** Start of RECORD LIST **

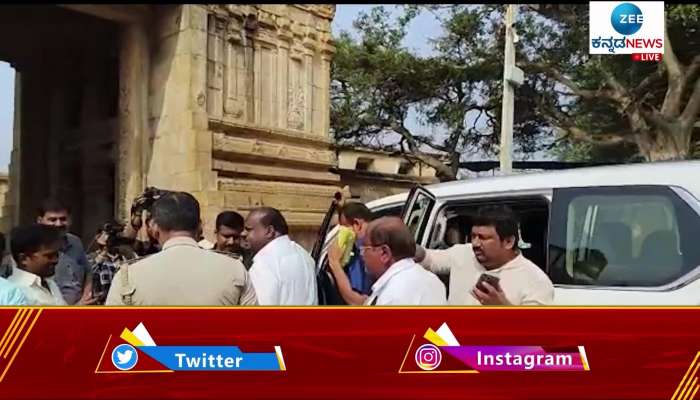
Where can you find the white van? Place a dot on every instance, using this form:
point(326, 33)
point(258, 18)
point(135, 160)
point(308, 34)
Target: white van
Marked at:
point(620, 235)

** End of RECORD LIST **

» **WHAT THE EXERCISE ASKS**:
Copy every line of the records above verbatim, leaving out the pictures.

» **SOLUTION TO THE EXERCISE**:
Where can you find the white van? Place a dot on every instance, using this form:
point(326, 33)
point(258, 18)
point(135, 160)
point(308, 34)
Target: white van
Marked at:
point(620, 235)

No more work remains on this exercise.